Start RECORDS FOR THE EXERCISE

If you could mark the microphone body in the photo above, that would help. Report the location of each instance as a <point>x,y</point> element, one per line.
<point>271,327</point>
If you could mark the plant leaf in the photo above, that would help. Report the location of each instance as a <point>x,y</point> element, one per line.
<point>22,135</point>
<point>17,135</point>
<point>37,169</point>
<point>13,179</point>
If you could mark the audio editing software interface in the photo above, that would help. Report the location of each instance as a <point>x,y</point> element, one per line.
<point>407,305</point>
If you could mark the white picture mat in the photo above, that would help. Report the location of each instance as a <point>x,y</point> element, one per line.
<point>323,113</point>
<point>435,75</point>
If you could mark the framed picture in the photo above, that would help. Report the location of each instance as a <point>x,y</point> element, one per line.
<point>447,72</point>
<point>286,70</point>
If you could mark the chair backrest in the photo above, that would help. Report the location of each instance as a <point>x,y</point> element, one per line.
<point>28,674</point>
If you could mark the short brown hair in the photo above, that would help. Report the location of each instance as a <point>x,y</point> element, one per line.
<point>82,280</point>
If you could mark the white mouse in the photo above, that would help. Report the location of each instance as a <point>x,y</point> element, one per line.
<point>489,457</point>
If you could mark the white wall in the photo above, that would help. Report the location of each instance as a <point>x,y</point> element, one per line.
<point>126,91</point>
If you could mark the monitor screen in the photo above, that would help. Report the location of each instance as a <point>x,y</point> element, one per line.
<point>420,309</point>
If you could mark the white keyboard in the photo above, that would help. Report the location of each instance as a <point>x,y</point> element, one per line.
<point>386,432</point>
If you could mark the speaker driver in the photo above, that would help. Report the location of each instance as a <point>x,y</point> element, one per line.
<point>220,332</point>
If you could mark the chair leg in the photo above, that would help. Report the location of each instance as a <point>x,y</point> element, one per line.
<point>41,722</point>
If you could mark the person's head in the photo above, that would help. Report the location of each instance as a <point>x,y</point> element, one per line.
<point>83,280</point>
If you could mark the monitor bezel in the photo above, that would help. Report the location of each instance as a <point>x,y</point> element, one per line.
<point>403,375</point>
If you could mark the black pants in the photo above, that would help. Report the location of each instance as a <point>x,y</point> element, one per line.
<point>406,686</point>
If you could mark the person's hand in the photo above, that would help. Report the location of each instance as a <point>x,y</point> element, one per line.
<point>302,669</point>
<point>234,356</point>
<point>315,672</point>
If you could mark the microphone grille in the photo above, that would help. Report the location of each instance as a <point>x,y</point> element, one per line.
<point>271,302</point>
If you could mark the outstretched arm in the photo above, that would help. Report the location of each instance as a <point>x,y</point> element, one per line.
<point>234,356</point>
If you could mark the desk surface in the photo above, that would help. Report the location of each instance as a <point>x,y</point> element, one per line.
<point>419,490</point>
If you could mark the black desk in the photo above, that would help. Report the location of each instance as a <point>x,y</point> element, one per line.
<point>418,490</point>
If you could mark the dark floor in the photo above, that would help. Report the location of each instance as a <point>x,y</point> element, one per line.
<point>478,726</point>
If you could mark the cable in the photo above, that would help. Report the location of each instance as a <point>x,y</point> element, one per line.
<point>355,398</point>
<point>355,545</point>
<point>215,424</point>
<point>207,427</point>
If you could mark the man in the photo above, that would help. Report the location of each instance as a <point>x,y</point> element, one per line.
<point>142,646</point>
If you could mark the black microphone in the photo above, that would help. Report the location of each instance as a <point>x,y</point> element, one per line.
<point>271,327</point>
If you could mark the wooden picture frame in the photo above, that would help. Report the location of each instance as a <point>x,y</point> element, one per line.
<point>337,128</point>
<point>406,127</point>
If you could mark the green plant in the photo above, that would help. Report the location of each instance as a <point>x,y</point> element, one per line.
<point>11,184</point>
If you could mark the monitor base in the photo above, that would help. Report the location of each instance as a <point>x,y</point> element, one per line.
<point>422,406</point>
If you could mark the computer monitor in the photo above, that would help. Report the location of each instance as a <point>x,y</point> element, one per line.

End RECORDS FOR THE EXERCISE
Start RECORDS FOR THE EXERCISE

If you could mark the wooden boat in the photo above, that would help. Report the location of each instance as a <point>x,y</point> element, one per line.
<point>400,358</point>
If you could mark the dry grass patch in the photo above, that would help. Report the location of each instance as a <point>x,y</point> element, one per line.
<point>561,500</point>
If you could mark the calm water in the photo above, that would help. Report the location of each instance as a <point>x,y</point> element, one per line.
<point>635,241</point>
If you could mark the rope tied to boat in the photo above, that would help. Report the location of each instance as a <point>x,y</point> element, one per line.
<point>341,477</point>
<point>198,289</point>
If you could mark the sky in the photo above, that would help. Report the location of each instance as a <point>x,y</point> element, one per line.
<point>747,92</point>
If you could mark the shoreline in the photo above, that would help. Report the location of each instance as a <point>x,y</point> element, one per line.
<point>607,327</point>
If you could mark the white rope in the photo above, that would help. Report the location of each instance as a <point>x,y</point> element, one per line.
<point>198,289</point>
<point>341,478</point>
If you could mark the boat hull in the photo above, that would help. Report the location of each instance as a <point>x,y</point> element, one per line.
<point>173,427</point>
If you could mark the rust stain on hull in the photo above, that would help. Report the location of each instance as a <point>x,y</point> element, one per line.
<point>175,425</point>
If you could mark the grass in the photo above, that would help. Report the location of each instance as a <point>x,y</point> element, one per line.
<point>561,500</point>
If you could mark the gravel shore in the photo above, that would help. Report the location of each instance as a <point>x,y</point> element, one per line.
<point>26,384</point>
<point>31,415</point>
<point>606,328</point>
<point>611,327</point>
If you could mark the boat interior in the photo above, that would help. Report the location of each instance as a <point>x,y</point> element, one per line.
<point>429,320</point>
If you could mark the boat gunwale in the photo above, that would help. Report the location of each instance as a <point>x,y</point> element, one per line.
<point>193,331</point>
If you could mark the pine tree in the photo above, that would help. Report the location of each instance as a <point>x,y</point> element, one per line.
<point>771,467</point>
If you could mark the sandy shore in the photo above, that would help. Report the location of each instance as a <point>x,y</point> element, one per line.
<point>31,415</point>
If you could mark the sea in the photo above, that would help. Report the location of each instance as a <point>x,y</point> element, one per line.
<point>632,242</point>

End RECORDS FOR THE EXERCISE

_WRITTEN EXERCISE_
Could you recast the entries above, from the line with "If you could mark the outstretched" up to and including the line with "<point>419,490</point>", as a numbered list with any blank lines left out?

_THE OUTPUT_
1. If you could mark the outstretched arm in the photo above, that would help. Report the location of each instance as a <point>x,y</point> element, one per line.
2. <point>234,356</point>
3. If you could mark the desk surface in the photo above, that would help. Report the location of each instance as a <point>x,y</point> element, one per line.
4. <point>419,490</point>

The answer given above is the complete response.